--- START Excerpted text ---

SOCHI, Russia — The best player on the ice Saturday was not the American hero, T.J. Oshie, the guy who kept going and going and going until he finally finished off the Russians in the eight-round shootout. It was not American goaltender Jonathan Quick, the backbone of the epic 3-2 win. It wasn’t an American at all.

It was Russian captain Pavel Datsyuk, the 35-year-old with the bad left knee, who poured out his skill and heart for his country as the fans chanted and the flags waved and Vladimir Putin peered down from above. He scored both of Russia’s goals. He danced through defenders, whipped passes, cleared pucks, killed penalties, led. And after going 1-for-3 in the shootout, he took the loss hard.

“Right now I am still very emotional,” Datsyuk told reporters in Russian. “We have not had a chance to think things over yet. Of course we are not happy with the result of the game. But we played well today. We were a team. That’s good.”

Told the game deserved a tie, Datsyuk was not consoled.

“Maybe so,” he said, “but we just wanted to win so, so bad.”

The Russians could have chosen someone else to be captain. Maybe Alex Ovechkin, the Washington Capitals superstar, who had declared he would play in Sochi whether the NHL participated in the Olympics or not, whose gap-toothed smile shines on Coca-Cola ads everywhere from the airport to the athletes’ dining hall. Maybe Ilya Kovalchuk, who had “retired” from the New Jersey Devils to come home and play in the Kontinental Hockey League.

[Related: Russia searches for answers after 'emotional' loss to U.S.]

But they chose Datsyuk, who went from sixth-round draft pick to top two-way player with the Detroit Red Wings. His vision, hands and creativity with the puck are so impressive he is known as the “Magician,” but he works so hard and is so sneaky without the puck he has won the Selke Trophy as the NHL’s best defensive forward multiple times. He is an Olympic medalist and Stanley Cup champion. He also has a quick wit, even in limited English, and a deep love of the motherland.

So much North American media attention focused on Ovechkin leading up to Sochi. Could he carry Russia to gold? Could he handle the pressure? But the day the team was named, Ovechkin deferred to Datsyuk. “I think Datsyuk going to be captain,” he told the Washington Post. “To be honest with you, that type of player, he have respect on the ice and off the ice.”

This is Datsyuk’s team.

--- END Excerpted text ---
--- START Given records ---

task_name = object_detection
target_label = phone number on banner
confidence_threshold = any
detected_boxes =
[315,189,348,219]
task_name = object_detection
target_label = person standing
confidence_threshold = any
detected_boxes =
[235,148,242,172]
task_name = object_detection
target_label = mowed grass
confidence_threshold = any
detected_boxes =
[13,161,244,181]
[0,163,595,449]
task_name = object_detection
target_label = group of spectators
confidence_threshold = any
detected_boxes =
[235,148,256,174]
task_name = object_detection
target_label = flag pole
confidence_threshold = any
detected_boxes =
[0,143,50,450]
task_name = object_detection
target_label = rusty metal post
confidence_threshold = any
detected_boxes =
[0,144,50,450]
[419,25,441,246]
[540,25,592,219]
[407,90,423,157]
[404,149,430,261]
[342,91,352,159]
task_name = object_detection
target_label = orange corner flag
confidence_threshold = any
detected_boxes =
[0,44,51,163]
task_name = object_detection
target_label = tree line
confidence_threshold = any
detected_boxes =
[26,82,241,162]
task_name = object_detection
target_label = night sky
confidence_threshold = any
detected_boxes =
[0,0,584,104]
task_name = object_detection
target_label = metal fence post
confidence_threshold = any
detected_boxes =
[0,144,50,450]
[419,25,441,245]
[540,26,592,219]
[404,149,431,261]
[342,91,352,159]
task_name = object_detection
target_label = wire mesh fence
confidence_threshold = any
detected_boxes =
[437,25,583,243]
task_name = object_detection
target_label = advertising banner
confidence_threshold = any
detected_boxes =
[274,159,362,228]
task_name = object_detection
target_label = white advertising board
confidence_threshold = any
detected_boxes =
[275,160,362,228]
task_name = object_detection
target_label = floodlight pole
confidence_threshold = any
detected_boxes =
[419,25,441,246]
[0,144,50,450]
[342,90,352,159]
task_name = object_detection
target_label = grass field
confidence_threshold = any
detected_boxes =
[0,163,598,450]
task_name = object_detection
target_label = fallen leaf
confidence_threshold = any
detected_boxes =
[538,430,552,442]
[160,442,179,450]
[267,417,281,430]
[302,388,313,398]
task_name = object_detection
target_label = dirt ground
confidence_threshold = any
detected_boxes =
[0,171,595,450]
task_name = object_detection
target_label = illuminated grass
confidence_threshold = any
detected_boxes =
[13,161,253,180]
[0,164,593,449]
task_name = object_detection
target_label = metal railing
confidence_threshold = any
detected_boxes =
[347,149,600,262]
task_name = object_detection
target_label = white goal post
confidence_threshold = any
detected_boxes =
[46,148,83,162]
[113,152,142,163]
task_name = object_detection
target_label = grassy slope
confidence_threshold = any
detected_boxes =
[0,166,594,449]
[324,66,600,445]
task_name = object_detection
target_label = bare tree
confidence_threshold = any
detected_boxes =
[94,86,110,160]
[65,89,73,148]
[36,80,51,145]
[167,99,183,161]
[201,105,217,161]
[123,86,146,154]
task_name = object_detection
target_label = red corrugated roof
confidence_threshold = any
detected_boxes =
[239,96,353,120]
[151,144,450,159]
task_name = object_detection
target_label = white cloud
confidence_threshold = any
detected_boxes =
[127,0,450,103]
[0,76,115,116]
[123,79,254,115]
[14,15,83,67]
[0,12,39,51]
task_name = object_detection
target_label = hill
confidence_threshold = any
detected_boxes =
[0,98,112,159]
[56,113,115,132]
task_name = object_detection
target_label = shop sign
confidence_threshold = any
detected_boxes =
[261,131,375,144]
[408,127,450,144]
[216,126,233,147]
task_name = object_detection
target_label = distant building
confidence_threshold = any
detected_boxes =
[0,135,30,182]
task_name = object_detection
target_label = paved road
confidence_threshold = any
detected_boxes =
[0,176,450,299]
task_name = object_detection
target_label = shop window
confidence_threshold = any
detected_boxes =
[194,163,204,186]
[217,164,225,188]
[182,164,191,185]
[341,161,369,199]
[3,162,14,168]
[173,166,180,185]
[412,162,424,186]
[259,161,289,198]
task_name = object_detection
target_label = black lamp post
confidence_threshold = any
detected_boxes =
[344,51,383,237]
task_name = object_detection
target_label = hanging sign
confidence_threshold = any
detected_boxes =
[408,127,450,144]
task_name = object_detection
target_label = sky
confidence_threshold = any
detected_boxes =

--- END Given records ---

_List of tasks:_
[1] According to the Sochi hockey article, how many of Russia's goals did Pavel Datsyuk score?
[2] Repeat the part of the Sochi hockey article that opens with the words containing "So much North" and closes with "is Datsyuk’s team.".
The records were taken from a different source than the Sochi hockey article.

_Solutions for each task:_
[1] He scored both of Russia's goals.

[2]
So much North American media attention focused on Ovechkin leading up to Sochi. Could he carry Russia to gold? Could he handle the pressure? But the day the team was named, Ovechkin deferred to Datsyuk. “I think Datsyuk going to be captain,” he told the Washington Post. “To be honest with you, that type of player, he have respect on the ice and off the ice.”

This is Datsyuk’s team.